- [Extracted records]:
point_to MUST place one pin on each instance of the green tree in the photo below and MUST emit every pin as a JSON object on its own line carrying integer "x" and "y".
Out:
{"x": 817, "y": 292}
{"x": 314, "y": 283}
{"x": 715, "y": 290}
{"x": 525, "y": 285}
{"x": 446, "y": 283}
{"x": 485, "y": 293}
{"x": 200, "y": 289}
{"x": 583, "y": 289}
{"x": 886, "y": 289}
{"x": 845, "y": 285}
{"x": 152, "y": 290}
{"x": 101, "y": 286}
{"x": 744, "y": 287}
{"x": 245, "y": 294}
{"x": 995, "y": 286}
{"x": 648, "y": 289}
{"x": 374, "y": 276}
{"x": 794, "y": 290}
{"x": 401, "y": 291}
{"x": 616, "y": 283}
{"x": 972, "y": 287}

- [TASK GOAL]: Transcribe the entries above, every line exactly as it reads.

- [FINAL ANSWER]:
point_to MUST place one pin on each instance of the green tree in the photo below and MUST emit every pin as a JSON object on its own line carrying integer "x" and "y".
Out:
{"x": 817, "y": 292}
{"x": 314, "y": 283}
{"x": 715, "y": 290}
{"x": 525, "y": 285}
{"x": 446, "y": 283}
{"x": 485, "y": 293}
{"x": 200, "y": 289}
{"x": 583, "y": 289}
{"x": 886, "y": 289}
{"x": 845, "y": 285}
{"x": 152, "y": 290}
{"x": 101, "y": 286}
{"x": 744, "y": 287}
{"x": 245, "y": 294}
{"x": 995, "y": 286}
{"x": 648, "y": 289}
{"x": 374, "y": 276}
{"x": 794, "y": 290}
{"x": 401, "y": 291}
{"x": 616, "y": 283}
{"x": 972, "y": 287}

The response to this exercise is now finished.